AIM OF THE TASK: Print exactly the lines from the line with "Place one point per instance of the green water." to the last line of the data, please, both included.

[Saved data entries]
══════════

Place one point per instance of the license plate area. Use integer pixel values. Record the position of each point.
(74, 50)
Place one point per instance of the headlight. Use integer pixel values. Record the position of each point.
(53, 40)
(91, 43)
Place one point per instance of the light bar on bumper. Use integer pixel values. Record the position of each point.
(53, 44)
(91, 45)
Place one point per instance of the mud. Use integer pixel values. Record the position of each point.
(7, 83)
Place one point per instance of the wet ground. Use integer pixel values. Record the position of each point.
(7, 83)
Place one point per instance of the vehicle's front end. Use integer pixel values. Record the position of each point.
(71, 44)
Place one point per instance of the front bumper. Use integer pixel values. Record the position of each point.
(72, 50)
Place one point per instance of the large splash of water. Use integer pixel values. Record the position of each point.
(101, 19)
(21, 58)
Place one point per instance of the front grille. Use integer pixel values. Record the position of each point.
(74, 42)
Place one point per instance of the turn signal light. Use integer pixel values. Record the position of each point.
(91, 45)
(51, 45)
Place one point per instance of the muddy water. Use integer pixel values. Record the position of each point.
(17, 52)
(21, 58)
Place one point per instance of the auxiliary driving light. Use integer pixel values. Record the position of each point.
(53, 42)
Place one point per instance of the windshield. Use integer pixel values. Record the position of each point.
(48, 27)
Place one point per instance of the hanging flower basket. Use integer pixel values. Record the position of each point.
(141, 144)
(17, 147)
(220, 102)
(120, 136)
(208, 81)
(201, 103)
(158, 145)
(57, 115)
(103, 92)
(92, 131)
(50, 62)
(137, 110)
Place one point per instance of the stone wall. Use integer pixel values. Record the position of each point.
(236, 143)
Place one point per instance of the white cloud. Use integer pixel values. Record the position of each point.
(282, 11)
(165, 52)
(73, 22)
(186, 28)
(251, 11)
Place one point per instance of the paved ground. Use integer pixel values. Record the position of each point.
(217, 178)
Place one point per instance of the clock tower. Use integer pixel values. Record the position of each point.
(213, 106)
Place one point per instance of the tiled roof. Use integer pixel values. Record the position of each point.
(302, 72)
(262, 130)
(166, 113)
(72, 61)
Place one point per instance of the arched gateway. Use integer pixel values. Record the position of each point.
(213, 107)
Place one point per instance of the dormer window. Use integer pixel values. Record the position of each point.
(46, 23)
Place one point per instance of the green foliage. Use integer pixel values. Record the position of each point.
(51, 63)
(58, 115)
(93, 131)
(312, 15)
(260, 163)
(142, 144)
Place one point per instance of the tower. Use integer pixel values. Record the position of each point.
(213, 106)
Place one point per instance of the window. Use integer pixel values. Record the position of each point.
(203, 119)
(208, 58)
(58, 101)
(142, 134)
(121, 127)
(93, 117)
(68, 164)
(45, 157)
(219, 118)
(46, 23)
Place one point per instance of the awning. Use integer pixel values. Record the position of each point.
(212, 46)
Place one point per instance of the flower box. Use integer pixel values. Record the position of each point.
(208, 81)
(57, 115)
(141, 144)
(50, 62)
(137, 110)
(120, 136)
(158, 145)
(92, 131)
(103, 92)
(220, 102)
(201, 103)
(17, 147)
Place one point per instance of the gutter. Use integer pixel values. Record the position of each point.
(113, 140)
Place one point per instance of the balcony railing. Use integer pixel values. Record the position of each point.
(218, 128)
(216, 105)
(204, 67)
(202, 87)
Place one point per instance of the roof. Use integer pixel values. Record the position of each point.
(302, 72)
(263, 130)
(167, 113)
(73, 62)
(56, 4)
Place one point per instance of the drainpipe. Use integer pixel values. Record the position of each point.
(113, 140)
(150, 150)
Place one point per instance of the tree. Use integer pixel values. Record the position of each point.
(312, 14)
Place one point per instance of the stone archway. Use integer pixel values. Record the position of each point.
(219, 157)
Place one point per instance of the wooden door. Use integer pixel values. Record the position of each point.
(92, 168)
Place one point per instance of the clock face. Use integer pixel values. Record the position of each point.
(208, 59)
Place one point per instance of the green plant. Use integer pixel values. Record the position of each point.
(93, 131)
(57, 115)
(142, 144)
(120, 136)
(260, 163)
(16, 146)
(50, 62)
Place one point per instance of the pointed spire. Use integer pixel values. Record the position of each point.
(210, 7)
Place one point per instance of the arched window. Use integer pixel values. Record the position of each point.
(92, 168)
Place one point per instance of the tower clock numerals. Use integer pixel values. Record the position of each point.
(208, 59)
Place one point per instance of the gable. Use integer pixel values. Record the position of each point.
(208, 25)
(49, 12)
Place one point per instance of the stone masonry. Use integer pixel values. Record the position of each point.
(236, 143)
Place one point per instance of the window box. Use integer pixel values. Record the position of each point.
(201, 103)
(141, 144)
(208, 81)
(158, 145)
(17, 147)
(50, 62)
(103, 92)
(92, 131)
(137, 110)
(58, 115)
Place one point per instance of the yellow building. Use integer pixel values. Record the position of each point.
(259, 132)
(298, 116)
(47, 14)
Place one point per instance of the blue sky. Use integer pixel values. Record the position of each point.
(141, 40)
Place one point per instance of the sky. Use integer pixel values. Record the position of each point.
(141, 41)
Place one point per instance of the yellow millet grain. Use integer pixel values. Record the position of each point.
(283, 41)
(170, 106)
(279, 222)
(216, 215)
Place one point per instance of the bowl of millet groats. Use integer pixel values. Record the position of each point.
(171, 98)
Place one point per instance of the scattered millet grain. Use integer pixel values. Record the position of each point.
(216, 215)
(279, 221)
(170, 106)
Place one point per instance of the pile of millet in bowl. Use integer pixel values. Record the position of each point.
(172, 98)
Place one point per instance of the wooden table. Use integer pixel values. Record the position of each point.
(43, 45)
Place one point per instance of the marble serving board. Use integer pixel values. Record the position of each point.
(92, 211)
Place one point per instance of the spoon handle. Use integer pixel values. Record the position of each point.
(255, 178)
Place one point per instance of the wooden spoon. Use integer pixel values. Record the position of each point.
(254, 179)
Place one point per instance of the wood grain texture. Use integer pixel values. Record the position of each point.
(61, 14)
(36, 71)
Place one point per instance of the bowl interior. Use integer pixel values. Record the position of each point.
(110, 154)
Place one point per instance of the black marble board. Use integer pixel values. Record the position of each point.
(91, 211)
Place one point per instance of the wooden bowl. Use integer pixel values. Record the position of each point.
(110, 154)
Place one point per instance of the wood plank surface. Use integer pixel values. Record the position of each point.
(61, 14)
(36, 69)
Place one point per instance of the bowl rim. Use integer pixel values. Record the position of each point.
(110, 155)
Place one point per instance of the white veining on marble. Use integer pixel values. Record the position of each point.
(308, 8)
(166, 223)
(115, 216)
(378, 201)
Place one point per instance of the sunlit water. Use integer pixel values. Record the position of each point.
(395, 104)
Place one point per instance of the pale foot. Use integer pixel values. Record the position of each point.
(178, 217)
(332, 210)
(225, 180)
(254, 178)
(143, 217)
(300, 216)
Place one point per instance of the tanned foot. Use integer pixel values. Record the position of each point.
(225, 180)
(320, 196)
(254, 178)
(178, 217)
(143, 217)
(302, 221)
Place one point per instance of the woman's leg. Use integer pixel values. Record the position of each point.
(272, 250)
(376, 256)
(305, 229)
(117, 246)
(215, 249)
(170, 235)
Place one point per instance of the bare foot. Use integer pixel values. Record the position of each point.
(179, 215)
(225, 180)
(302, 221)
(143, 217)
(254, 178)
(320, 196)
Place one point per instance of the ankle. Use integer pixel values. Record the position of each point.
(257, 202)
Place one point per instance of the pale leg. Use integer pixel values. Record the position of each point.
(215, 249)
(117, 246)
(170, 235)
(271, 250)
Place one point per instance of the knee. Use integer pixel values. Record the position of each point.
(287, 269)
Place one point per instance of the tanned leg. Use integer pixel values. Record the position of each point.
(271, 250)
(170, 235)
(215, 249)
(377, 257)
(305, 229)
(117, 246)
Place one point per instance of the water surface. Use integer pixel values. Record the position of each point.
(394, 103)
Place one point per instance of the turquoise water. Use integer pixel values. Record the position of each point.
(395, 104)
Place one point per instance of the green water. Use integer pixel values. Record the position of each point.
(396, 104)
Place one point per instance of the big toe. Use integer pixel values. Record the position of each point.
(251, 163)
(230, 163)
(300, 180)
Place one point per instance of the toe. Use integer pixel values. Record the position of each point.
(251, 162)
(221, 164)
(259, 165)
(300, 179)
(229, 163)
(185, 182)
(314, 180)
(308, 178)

══════════

RESPONSE TO THE TASK:
Place one point per instance of the green water. Use integer pixel values. Record the position of each point.
(396, 104)
Place one point per instance of the big toe. Use integer pixel values. Record the position of each point.
(251, 163)
(230, 163)
(300, 180)
Place one point per instance of the toe. Use integer pixel values. Record the position of each point.
(251, 162)
(221, 164)
(259, 165)
(300, 179)
(229, 163)
(185, 182)
(314, 180)
(308, 178)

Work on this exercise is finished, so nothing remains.